§ **TO DO**: Write the next part of the forum thread about choosing a dog, starting where it stops.

§ **PASSAGE SHOWN**:

I got what I thought was a mutt about a year ago. Turned out to be a Plott hound. Good natural camo coat( brindle with some white). They use em to hunt bear and boar. Smart, great nose, ears and eyes. Only get to be around 60 or so lbs, but it's all muscle. With the hound bawl and chop bark to boot. I understand each dog can be different, but she is a natural protector, hunter, and follows me through some dense woods without problem. Everything I want in a dog without a budget breaking appetite.


----------



## pandamonium (Feb 6, 2011)

If you like BIG dogs, an Anatolian Shepard is an awesome dog. Loyal, highly protective, intelligent.


----------



## bahramthered (Mar 10, 2012)

I vote lab. 

They're smart, loyal, intelligent and take work as a game. A game they play very seriously with grins. 

They're not the most aggressive of dogs, and can lose a fight to fighting dogs. So? They're all a rounders who do most things well, be it guard duty, hunting/retreiving, or keeping your 4y kid from the lake. Personally I think with their intelligence, temperament, and willingness to adapt you can not have an better all all rounder. And isn't that better than a critter who just does one thing to perfection? 

-I'm biased. A certain lab mix is credited with saving my life life when I was 4, no less than 3 times by my mom. I think 2 of those might be exaggerated (dragging me away from the road? where their actual cars coming?) but I can not dispute that he kept me from examining that snake that rattled. 

Years later a different one just proved to me that labs are where it's at.


----------



## Wellrounded (Sep 25, 2011)

We have a pack of sight hounds, a few livestock guardian dogs and sheep/cattle dogs. All fill a need, the sheep dogs can bring the livestock into the home paddock in minutes, the livestock guardians look after everything on the farm and the sight hounds will bring down anything I point at. If we had to keep things quiet here the livestock guardians would probably have to go as they are just too loud.


----------



## Tweto (Nov 26, 2011)

I could recommend Golden Retrievers, scary smart, and very good at hunting, protection, and family life. A life time with dogs, I have learned that all dogs have individual personalities and some training will be required to sharpen their skills.

Another excellent dog is the German Shepard, very tough, perfect for training for protection and attack but not the best family dog.

What everyone is saying about Labs is true, another good choice. Just a note, the meanest, toughest dog that I have ever meet was a Black Lab named "Popeye".

Stay away from small dogs, most small dogs are good at alerting, but would not survive long.

After TEOTWAWKI, I would adopt stray dogs. A dog pack would be almost perfect for any need.


----------



## BlackParacord (Jul 23, 2012)

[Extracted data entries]
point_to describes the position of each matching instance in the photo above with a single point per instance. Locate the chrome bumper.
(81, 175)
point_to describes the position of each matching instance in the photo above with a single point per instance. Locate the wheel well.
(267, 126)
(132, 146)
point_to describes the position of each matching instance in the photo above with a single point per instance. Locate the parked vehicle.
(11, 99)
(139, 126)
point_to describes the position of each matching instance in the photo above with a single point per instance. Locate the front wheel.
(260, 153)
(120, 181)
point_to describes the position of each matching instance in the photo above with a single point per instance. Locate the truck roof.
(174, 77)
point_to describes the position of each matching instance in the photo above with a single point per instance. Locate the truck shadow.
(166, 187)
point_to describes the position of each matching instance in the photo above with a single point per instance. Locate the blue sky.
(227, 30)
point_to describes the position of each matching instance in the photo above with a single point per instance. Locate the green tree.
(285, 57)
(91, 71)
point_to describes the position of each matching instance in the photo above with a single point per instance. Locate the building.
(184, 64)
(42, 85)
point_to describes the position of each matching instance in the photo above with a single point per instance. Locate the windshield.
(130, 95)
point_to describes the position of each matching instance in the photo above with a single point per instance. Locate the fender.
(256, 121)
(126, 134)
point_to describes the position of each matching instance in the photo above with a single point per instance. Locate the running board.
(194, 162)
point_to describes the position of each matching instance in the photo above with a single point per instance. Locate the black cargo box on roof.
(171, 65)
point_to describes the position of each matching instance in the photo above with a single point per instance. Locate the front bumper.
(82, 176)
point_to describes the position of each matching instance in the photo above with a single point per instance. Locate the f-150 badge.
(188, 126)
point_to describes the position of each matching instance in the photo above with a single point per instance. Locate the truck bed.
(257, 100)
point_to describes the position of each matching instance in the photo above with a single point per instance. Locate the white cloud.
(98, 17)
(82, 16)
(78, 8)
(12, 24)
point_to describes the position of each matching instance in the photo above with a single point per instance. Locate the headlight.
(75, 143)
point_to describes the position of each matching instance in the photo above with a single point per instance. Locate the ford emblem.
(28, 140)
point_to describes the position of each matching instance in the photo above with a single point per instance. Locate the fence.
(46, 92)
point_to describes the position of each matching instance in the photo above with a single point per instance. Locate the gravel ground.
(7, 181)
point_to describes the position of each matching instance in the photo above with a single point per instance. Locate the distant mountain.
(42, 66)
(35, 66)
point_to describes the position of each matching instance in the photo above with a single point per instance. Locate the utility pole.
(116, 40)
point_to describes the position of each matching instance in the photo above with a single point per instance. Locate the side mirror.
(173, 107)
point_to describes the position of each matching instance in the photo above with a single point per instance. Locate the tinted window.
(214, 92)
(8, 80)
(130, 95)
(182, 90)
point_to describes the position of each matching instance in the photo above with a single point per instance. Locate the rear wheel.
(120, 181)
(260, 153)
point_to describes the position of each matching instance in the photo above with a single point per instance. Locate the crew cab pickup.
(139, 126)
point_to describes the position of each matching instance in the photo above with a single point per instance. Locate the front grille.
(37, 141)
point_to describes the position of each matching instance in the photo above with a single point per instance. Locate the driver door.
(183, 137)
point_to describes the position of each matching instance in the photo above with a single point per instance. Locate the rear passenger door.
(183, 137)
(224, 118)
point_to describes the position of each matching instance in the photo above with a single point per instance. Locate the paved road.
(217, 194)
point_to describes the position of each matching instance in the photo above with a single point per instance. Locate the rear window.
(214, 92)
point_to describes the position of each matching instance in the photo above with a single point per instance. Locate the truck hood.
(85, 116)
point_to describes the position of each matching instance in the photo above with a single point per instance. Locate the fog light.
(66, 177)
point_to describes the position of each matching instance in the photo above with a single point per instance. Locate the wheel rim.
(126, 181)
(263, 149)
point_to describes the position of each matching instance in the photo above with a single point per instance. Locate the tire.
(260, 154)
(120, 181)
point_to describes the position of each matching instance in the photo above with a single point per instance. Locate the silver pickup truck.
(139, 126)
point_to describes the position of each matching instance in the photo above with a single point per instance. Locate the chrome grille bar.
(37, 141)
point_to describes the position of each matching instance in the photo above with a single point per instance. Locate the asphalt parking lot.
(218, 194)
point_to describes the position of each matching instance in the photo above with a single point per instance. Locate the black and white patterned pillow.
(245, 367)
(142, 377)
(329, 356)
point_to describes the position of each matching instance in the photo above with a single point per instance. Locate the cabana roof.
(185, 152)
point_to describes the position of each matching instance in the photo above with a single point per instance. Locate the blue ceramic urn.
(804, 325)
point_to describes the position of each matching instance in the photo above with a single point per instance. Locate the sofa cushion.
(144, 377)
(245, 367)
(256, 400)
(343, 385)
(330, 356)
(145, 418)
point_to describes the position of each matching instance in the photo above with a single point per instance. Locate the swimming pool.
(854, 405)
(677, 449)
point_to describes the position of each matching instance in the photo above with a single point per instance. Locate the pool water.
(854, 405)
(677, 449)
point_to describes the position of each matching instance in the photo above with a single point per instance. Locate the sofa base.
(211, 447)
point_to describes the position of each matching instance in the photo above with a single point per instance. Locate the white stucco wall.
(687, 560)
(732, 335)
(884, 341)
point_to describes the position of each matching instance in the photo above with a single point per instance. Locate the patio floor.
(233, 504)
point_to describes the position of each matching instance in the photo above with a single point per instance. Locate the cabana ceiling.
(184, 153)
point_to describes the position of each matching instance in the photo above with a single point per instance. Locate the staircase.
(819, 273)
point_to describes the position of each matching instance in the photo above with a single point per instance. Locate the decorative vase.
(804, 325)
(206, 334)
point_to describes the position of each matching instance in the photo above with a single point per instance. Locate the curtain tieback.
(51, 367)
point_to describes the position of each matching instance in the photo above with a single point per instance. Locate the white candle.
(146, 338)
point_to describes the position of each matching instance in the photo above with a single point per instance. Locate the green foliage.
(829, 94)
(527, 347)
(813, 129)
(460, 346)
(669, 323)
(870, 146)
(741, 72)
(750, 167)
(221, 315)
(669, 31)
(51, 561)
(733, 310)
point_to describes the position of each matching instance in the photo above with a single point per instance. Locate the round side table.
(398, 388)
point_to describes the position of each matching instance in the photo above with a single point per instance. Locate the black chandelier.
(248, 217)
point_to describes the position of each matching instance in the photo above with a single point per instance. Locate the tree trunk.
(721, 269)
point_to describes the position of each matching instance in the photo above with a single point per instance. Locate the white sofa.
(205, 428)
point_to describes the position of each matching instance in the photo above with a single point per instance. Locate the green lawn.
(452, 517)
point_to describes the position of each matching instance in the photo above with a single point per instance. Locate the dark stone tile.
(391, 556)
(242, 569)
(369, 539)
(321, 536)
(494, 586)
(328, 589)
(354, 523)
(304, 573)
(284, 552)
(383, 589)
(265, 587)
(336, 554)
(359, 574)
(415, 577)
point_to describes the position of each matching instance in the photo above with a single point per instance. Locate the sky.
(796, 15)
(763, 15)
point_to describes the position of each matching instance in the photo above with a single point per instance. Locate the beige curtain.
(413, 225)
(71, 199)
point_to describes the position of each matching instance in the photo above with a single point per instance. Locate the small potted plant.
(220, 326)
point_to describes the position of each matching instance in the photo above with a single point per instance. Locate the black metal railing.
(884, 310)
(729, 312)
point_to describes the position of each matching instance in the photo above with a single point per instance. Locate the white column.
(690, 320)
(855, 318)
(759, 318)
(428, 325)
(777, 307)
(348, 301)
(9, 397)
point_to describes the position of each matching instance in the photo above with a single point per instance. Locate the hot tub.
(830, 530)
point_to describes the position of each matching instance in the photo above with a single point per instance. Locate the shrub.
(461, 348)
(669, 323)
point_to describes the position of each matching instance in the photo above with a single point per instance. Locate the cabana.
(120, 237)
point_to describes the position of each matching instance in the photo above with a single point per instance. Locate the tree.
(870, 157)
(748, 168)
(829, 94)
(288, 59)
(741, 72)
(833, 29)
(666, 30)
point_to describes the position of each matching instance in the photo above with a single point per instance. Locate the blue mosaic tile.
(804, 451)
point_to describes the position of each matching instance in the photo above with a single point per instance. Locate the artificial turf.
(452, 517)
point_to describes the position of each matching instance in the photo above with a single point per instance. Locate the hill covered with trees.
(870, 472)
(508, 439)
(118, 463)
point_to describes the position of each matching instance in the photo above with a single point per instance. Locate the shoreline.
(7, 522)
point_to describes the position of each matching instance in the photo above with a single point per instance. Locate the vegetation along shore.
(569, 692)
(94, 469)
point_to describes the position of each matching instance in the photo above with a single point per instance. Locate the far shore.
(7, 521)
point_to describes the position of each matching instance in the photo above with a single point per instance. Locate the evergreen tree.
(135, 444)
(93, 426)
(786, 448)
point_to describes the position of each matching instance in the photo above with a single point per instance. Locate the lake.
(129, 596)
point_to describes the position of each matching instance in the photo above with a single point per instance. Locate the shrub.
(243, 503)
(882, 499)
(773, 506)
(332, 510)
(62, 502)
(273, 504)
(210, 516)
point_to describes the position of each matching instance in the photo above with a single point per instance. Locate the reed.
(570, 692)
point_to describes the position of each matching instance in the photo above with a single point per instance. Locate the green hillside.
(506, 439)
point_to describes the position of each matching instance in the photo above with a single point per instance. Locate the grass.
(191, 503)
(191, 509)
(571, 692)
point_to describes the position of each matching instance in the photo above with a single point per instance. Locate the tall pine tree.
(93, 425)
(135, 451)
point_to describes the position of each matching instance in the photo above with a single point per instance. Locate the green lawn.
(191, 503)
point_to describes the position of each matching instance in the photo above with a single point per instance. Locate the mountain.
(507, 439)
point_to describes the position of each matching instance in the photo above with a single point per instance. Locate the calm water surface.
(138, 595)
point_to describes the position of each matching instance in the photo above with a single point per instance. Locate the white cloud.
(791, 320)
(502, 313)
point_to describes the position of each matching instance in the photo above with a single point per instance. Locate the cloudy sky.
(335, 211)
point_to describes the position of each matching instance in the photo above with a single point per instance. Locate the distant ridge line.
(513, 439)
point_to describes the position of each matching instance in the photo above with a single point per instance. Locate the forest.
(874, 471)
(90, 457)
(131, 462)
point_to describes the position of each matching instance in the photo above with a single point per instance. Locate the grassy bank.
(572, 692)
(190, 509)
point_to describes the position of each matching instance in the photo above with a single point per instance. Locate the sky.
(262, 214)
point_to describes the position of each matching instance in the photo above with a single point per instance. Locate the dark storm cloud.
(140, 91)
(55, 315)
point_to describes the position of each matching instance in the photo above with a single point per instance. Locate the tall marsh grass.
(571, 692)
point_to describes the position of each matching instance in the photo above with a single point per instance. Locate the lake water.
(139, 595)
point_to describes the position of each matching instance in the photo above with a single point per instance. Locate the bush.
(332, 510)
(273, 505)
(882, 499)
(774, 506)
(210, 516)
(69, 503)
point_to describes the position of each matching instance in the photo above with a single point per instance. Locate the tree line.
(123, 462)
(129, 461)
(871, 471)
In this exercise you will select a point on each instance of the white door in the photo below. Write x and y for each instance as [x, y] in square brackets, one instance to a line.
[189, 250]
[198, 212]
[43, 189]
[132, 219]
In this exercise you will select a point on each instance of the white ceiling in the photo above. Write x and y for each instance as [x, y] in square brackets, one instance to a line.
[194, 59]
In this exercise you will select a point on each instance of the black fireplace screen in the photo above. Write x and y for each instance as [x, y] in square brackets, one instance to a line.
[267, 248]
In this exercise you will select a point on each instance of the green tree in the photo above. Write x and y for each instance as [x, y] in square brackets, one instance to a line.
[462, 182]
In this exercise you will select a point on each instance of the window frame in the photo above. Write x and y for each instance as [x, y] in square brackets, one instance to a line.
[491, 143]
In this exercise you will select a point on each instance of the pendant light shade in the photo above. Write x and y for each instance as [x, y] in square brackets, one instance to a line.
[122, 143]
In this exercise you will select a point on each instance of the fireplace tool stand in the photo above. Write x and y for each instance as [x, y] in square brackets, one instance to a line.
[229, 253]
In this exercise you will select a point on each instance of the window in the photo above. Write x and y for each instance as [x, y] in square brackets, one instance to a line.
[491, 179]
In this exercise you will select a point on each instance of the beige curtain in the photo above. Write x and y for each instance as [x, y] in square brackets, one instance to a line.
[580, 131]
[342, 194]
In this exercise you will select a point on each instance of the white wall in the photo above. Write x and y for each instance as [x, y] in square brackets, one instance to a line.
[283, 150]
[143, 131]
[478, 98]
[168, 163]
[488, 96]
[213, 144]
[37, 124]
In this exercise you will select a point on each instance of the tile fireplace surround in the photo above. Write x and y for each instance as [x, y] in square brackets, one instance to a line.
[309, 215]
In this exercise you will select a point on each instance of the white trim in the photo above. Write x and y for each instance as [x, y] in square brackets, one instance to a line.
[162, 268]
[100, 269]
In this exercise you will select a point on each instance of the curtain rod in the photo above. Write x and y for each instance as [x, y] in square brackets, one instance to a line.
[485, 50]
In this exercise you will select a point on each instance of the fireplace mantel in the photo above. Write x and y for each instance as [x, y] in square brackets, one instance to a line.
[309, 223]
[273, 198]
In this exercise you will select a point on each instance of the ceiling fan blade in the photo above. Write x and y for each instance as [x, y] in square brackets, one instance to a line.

§ **EXPECTED OUTPUT**:
Giant Schnauzer. Family friendly, fiercely protective of children in particular, and scary as heck when they are angry. They will take down a fully grown, fully armed man without blinking an eye if they have been trained properly...but still be gentle enough to give your toddler a ride on their back. 

G.S.'s are hypo-allergenic in case sudden dog allergies develop (not unheard of in some people), energetic, and capable of pulling a cart behind them. They don't hunt game, but they were bred from stock that was designed to catch rodents, which I imagine will be a concern post SHTF for most people. They typically love water, are easy to breed if you should so choose, are incredibly intelligent, and usually do not pick one person out of a family to protect like some dog breeds do (so they will be loyal to the whole family until death).

Downsides? Hip dysplasia can run in the lines, as can anxiety and other emotional disorders. Choose carefully. Cost is another downside unless one is prepared to spend $500-$1000 a pop for a pup, and the same amount every year to feed and care for it.

Alternatives: German shepherd or standard poodle (another hypo-allergenic dog), both of which are frequently bred as top-of-the-line guard dogs. Rottweiler, Doberman, or Stafordshire (pit bull), because of the stigma and the likelihood of them scaring off potential thieves. One of many hunting dogs, specifically for that purpose. Newfoundland.

I would say mastiff, but they are huge and expensive to feed, and actually a lot nicer than people give them credit for...but their size alone makes a nice crime deterrent!


----------



## Woody (Nov 11, 2008)

I’m a bit biased as I have only had black labs but they get my vote anyway. They do come in three flavors, vanilla, chocolate and black. Can’t beat a dog whose only goal in life is to make you happy. Sure, everything is a toy, but when it comes down to it they look at you and ask ‘ok, what do you want me to do?????’ Then they do it without question.

Get a good field stock lab, not one of those fat headed, short show dogs. Strong, immune to pain, intelligent, invisible at night, protective, big dog bark, they have it all.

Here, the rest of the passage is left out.